◆ Source document
- - -

@Avinash Choudhary
Because here we’ve to design the process flow such a way, that we can maximize the value of X. Yes, of course we can consider Process X after Process W, but if we do so, we would not be able to maximize the value of X.
So, to maximize the value of X, steps would be –
Step 1: Process W arrives and makes the Counting Semaphore, S value down to 1 from 2 and Reads the value of X, i.e., 0 and let’s say, gets preempted by CPU.
So, when Process, W will be alive again, it would read X=0 only.
Step 2: Then, we should must send Process, Y and it makes the counting Semaphore value S=0 from 1 (since, W is already sleeping somewhere inside the Critical Section and it has not still come out) and read the value of X which is still 0.
By executing X = X – 2; the new value of X becomes X = (-2) and comes out of Critical Section.
So, new updated value of X = (-2) and Counting Semaphore, S is available with its value 1
Step 3: Next, we must need to send the Process, Z and it makes the Counting Semaphore value from 1 to 0
It executes again X = X – 2; as its role and makes the new updated value of X = (-2) – (-2) = (-4)

- - -

◆ Material supplied
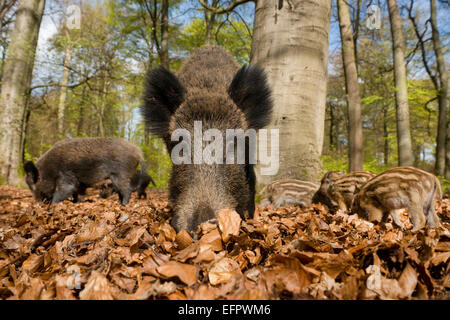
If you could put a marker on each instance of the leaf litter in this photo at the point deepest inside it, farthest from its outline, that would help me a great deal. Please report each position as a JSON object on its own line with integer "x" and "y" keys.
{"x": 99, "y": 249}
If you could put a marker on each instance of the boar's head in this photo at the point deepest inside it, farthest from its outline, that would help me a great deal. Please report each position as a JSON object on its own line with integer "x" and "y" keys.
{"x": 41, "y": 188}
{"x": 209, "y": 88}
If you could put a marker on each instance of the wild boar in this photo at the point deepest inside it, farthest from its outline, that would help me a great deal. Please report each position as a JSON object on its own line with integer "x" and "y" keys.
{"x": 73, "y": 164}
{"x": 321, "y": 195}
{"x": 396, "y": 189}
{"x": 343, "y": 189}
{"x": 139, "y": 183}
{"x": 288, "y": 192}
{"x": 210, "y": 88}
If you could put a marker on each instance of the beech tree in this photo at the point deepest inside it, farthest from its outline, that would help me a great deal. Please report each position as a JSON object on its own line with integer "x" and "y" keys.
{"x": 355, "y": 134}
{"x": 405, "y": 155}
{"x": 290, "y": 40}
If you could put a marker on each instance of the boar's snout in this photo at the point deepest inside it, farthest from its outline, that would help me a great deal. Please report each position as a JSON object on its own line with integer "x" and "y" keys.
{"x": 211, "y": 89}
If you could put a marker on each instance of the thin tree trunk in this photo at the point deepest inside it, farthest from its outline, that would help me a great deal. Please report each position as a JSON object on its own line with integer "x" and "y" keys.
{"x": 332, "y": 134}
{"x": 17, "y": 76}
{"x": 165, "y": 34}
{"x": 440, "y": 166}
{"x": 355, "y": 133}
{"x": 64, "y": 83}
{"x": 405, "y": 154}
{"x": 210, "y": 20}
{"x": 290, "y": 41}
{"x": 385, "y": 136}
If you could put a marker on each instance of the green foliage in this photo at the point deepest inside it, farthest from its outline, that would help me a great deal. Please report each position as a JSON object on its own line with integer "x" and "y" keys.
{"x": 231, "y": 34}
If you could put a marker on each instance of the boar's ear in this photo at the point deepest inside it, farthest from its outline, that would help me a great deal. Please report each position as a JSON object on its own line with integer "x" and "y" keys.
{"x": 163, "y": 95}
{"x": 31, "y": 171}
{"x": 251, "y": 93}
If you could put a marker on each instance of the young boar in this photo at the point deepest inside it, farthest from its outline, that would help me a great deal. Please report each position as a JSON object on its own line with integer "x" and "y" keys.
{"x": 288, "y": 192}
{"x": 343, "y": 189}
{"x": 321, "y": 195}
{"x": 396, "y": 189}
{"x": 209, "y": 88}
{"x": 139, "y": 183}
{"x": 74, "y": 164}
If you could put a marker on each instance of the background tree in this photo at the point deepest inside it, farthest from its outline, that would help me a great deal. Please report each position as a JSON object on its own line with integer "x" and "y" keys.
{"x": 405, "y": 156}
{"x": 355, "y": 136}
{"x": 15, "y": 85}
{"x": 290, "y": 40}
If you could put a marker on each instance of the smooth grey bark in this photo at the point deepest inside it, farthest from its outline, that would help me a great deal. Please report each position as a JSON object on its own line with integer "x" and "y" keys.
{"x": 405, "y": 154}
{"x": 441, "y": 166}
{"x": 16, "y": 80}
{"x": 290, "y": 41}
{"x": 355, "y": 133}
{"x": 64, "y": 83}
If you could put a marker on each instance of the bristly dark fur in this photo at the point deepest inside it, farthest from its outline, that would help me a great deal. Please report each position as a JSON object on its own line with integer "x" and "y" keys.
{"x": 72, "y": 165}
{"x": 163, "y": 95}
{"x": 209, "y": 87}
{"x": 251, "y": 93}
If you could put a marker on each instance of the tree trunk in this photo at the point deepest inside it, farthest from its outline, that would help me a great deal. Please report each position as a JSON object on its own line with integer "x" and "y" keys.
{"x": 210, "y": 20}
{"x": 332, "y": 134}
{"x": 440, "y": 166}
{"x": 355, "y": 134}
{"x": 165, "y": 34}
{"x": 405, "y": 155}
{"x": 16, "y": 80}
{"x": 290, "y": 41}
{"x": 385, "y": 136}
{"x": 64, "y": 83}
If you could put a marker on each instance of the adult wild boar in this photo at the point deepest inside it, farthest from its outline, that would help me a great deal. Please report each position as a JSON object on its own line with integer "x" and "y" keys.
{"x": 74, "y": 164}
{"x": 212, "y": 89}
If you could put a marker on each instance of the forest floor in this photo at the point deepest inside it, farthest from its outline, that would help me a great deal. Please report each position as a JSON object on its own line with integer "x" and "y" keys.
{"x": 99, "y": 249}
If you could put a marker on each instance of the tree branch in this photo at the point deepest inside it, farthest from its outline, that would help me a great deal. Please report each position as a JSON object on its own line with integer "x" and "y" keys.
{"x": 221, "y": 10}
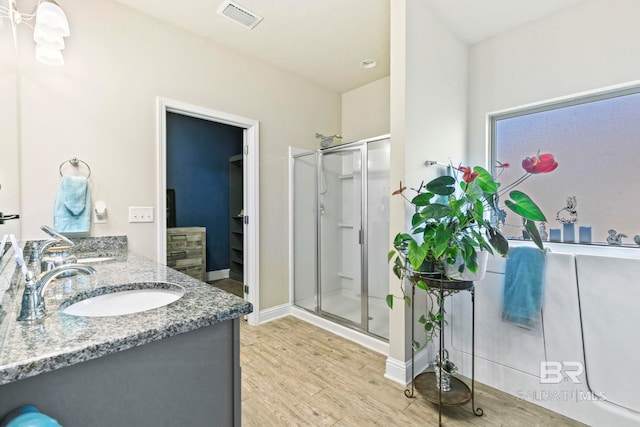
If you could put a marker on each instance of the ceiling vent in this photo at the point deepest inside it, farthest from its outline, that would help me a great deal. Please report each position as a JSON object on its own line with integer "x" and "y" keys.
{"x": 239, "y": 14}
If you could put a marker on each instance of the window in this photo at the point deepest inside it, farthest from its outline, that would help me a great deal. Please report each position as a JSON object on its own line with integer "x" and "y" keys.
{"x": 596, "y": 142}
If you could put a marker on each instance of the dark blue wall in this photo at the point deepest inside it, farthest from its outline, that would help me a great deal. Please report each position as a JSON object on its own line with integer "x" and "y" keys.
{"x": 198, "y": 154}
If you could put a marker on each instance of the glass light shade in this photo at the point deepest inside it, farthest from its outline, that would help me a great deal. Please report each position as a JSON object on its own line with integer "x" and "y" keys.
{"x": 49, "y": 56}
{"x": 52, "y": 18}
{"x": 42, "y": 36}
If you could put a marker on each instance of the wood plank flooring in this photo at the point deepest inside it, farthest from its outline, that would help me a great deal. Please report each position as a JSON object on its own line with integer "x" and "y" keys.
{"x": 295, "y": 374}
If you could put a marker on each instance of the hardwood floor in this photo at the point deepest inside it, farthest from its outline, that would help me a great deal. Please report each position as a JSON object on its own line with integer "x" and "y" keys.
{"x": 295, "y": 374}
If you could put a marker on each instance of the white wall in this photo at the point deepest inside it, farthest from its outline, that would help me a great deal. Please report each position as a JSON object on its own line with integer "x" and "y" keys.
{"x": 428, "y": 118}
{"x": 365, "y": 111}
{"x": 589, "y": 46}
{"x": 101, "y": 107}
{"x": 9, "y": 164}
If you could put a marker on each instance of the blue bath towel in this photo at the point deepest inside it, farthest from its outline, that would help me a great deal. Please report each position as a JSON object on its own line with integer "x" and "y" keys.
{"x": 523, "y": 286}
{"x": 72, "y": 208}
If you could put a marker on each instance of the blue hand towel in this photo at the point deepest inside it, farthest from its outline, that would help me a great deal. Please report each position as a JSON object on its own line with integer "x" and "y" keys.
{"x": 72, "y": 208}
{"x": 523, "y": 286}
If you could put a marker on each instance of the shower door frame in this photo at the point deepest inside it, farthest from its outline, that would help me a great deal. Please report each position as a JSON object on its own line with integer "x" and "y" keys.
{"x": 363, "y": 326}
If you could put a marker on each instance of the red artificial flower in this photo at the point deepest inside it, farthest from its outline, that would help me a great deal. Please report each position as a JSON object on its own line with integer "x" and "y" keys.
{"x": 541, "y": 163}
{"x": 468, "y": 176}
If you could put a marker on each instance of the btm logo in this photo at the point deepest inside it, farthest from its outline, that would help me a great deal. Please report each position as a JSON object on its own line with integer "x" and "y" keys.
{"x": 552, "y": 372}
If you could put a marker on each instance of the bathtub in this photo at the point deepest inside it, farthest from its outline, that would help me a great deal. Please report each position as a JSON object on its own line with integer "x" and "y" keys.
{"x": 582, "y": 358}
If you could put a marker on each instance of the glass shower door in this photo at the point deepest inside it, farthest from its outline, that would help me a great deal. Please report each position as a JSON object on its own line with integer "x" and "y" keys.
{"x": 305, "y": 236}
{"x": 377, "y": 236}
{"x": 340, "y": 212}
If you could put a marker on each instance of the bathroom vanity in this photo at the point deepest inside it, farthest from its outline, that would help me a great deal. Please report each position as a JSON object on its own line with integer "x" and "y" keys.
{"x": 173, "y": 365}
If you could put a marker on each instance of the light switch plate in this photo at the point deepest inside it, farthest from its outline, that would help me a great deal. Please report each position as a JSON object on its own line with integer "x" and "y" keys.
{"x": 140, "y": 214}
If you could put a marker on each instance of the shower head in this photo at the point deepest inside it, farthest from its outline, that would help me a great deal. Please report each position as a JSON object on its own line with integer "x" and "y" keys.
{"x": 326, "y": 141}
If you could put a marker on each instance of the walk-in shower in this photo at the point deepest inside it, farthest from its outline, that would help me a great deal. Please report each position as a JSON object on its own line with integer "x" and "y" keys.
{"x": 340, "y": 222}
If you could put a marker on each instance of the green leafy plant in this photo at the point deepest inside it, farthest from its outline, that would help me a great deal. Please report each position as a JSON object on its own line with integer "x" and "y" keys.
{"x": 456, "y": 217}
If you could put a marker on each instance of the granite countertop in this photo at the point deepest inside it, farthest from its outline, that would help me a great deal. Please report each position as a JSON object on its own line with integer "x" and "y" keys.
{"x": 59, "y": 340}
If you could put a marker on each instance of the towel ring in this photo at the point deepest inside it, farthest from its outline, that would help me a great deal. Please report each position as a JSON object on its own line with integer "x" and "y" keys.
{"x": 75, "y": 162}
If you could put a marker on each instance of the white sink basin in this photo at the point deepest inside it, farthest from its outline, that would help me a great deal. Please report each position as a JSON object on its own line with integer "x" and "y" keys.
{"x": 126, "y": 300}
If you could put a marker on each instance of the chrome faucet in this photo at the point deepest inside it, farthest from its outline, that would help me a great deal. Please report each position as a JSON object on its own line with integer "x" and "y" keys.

- - -

◆ Work to do
**a)** Translate this sentence from the semaphore walkthrough into Spanish: "So, when Process, W will be alive again, it would read X=0 only."
**b)** Please write what comes next in the semaphore walkthrough, picking up after its last line.

◆ Answers to the exercise
**a)** Así, cuando el proceso W vuelva a estar activo, solo leerá X=0.

**b)**
Since, already the value X was -2 done by Process Y
then, Z comes out of the Critical Section and again, makes the Counting Semaphore, S available with value 1
Step 4: Now, W let’s say wakes up from Preemption and as we know, W doesn’t know abuot the updated value of X = (-4)
W still remembers what it last read when it was just going to sleep, i.e., 0
So, now Process W executes X = X + 1; and makes the new value of X as 0 + 1 = 1
Hence, the value of X = (-4) is totally lost now, there is no further existence of X = (-4)
And, then W comes out of the Critical Section by updating Counting Semaphore value as 2 (because, last time when Process Z left Critical Section, that time value of Counting Semaphore was 1)
Step 5: Now last process is left and that’s Process X
it’ll be invoked now and will make the Counting Semaphore value S = 1 from 2
Now, it’ll be executing X = X + 1; and will make the new value of X = 1 + 1 = 2 and will come out of the Critical Section again by making the Counting Semaphore available with its value 2
Hence, finally the Maximum value of X would be 2 and to get that, you must have to follow this sequence.
So, basically there are 2 sequences of execution possible to achieve the maximum value of X (i.e., 2) and those would be –
- Process W (needs to preempt just after reading value of X) → Process Y (complete) → Process Z (complete) → Process W (complete) → Process X (complete) OR,
- Process X (needs to preempt just after reading value of X) → Process Y (complete) → Process Z (complete) → Process X (complete) → Process W (complete)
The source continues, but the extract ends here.